* [EXERCISE REQUIREMENTS] Rewrite the entries below, substituting "nonzero" for "even-odd" and changing nothing else.

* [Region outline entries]

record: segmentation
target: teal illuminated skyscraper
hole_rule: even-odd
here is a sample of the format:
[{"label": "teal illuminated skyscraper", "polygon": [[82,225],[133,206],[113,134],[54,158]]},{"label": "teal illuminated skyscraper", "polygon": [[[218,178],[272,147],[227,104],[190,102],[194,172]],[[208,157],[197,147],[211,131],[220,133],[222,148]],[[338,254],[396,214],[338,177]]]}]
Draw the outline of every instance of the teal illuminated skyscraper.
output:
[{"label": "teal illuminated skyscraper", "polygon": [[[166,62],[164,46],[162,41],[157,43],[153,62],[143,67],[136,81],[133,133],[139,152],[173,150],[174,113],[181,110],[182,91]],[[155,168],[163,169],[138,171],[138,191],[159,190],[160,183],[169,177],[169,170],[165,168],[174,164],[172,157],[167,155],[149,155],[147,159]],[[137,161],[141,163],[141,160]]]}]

* [ANSWER TO THIS PROBLEM]
record: segmentation
target: teal illuminated skyscraper
hole_rule: nonzero
here is a sample of the format:
[{"label": "teal illuminated skyscraper", "polygon": [[82,225],[133,206],[113,134],[54,158]]},{"label": "teal illuminated skyscraper", "polygon": [[[218,178],[272,147],[227,104],[190,102],[194,172]],[[208,157],[197,147],[211,131],[220,133],[222,148]],[[338,254],[396,214],[338,177]]]}]
Draw the outline of every instance of the teal illuminated skyscraper.
output:
[{"label": "teal illuminated skyscraper", "polygon": [[[166,62],[164,46],[162,41],[157,43],[153,62],[143,67],[136,81],[133,133],[139,152],[173,150],[174,113],[181,110],[182,91]],[[155,168],[163,169],[138,171],[138,191],[159,190],[160,183],[169,177],[169,170],[165,168],[174,164],[172,157],[167,155],[149,155],[147,159]],[[137,161],[141,163],[141,160]]]}]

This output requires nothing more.